• _Supplied material_
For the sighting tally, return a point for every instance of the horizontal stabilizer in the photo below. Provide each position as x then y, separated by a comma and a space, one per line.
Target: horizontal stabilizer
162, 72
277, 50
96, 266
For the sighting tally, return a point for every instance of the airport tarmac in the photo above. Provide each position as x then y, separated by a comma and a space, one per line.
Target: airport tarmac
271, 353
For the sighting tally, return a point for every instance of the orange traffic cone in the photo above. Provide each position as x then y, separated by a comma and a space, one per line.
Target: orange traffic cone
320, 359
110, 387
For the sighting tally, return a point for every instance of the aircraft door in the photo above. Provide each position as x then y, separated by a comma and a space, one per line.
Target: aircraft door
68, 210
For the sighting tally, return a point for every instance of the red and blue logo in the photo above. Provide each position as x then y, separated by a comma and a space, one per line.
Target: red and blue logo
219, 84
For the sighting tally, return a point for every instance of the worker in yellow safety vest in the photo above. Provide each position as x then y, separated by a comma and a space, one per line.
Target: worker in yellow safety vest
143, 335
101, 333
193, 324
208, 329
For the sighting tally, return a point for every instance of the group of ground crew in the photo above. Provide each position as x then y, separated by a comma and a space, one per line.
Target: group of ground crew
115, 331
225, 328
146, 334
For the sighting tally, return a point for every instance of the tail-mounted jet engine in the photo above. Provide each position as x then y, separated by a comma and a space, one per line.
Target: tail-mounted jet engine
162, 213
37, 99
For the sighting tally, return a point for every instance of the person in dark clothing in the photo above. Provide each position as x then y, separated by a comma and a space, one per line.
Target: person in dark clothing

• _What the exercise asks_
I'd like the number of lines in the listing above that contain the string "clothing", and only the number.

• _Solution_
2